Jumat, 20 Juli 2012

Pergolakan " Tidak Setuju " dalam Regulasi Baru SNMPTN 2013



Inilah penggalan penolakan yang dikatakan oleh Prof Eko Budihardjo dari Universitas Diponegoro mengenai kebijakan anyar pada SNMPTN 2013 mendatang.

            Kementerian Pendidikan dan Kebudayaan (Kemendikbud) akan menghapus jalur tulis dalam Seleksi Nasional Masuk Perguruan Tinggi Negeri (SNMPTN) tahun depan. Kuota SNMPTN hanya melalui jalur undangan. Yaitu SNMPTN dengan pagu 60 persen dari total kuota nasional, dan seleksi jalur mandiri dengan pagu 40 persen.

## [INSTRUKSI TUGAS A]
Tuliskan ulang seluruh teks tentang regulasi baru SNMPTN 2013 di atas tanpa mengubah apa pun.
## [INSTRUKSI TUGAS B]
Saringlah catatan di bawah ini dan salin setiap barisnya yang memuat kata "positive".

Butir kumpulan data tersimpan:
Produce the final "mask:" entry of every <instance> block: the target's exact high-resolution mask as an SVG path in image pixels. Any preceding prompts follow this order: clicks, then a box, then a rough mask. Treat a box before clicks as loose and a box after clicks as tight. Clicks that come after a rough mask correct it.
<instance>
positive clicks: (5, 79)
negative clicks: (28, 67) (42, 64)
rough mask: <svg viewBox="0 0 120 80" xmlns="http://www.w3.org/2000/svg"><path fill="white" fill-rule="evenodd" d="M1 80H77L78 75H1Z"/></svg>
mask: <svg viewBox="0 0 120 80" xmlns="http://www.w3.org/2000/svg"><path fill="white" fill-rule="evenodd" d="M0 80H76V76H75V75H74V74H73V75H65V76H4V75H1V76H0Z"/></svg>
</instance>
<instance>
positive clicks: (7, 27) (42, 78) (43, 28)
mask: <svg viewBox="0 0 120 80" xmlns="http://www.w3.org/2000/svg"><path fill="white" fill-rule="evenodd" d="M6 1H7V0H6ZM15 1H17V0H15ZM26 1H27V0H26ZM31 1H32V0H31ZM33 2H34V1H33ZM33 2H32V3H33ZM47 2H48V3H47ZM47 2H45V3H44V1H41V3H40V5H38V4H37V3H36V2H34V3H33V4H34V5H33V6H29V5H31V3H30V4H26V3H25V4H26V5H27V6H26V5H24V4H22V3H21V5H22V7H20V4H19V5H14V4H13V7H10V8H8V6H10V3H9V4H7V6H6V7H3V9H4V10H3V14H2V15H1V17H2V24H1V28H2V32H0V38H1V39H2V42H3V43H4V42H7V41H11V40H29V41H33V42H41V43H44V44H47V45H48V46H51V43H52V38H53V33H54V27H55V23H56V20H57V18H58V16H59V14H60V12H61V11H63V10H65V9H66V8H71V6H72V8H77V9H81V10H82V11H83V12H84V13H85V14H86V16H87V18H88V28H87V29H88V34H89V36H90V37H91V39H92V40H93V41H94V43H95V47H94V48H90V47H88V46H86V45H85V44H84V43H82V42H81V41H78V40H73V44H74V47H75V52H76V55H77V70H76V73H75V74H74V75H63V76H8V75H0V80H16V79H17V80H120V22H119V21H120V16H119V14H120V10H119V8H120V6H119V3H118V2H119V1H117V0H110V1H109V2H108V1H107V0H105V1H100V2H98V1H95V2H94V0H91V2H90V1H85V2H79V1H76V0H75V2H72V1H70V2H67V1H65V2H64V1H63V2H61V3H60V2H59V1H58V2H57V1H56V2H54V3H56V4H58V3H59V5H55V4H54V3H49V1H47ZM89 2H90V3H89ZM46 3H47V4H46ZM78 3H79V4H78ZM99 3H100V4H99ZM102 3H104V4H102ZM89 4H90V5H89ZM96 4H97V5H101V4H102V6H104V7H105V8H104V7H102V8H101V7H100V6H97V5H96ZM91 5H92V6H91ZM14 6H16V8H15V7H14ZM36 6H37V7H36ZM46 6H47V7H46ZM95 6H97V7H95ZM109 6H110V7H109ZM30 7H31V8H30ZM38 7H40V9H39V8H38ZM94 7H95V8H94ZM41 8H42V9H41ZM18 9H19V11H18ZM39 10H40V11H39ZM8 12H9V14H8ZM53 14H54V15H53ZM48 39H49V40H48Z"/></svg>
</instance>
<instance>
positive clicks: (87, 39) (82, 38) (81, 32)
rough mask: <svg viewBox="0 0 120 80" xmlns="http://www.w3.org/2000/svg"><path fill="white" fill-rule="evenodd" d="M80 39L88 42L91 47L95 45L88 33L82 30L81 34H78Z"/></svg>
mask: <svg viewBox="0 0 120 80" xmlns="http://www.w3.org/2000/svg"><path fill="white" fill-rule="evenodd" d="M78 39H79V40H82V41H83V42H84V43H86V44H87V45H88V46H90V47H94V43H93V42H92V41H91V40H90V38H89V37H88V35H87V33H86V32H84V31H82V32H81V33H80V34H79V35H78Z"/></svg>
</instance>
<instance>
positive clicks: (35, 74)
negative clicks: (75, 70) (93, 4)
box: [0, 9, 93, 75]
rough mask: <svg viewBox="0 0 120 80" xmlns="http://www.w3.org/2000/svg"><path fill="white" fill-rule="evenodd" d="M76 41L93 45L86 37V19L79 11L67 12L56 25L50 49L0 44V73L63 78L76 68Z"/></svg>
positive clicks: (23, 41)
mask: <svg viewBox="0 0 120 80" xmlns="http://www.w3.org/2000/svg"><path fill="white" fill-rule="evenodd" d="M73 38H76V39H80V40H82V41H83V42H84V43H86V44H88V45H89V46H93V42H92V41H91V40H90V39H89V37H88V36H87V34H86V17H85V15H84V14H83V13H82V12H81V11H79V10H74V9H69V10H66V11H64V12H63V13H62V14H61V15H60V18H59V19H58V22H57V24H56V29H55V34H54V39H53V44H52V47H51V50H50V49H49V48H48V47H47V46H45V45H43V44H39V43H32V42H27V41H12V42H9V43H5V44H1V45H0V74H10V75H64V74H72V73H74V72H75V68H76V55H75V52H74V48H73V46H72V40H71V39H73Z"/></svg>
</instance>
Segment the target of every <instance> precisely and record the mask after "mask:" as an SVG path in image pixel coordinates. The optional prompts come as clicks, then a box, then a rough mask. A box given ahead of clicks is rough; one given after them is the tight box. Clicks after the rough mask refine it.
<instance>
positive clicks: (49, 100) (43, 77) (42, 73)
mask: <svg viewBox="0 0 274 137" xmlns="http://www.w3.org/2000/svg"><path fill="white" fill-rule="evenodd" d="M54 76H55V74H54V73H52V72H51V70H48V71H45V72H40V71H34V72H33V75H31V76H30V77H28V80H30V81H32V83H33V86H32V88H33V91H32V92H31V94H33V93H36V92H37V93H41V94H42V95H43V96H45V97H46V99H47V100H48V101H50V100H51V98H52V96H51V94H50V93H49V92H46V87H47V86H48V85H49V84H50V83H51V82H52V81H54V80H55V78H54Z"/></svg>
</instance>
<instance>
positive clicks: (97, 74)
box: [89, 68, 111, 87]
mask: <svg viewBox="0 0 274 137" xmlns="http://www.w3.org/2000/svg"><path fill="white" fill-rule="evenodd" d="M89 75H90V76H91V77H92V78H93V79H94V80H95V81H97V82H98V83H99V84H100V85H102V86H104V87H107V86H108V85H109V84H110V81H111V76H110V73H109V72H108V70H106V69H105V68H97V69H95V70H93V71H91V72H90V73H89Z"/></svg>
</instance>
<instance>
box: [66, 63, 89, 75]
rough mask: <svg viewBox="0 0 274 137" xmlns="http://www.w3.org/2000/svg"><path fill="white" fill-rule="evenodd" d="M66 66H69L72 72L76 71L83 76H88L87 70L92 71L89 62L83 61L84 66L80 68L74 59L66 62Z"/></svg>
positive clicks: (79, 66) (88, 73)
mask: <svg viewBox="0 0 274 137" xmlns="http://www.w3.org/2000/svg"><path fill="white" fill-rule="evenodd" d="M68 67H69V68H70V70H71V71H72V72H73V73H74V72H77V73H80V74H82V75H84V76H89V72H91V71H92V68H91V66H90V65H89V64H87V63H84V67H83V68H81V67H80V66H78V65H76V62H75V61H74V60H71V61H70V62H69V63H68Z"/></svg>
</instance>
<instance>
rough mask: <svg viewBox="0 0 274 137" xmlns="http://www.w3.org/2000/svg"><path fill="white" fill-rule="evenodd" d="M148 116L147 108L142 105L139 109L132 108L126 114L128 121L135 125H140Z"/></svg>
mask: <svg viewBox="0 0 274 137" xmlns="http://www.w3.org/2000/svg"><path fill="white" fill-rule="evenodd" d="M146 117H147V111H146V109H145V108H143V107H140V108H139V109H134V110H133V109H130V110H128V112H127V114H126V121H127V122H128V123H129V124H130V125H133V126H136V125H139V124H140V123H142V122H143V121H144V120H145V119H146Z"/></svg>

## [RUANG JAWABAN A]
Jumat, 20 Juli 2012

Pergolakan " Tidak Setuju " dalam Regulasi Baru SNMPTN 2013



Inilah penggalan penolakan yang dikatakan oleh Prof Eko Budihardjo dari Universitas Diponegoro mengenai kebijakan anyar pada SNMPTN 2013 mendatang.

            Kementerian Pendidikan dan Kebudayaan (Kemendikbud) akan menghapus jalur tulis dalam Seleksi Nasional Masuk Perguruan Tinggi Negeri (SNMPTN) tahun depan. Kuota SNMPTN hanya melalui jalur undangan. Yaitu SNMPTN dengan pagu 60 persen dari total kuota nasional, dan seleksi jalur mandiri dengan pagu 40 persen.

## [RUANG JAWABAN B]
positive clicks: (5, 79)
positive clicks: (7, 27) (42, 78) (43, 28)
positive clicks: (87, 39) (82, 38) (81, 32)
positive clicks: (35, 74)
positive clicks: (23, 41)
positive clicks: (49, 100) (43, 77) (42, 73)
positive clicks: (97, 74)
positive clicks: (79, 66) (88, 73)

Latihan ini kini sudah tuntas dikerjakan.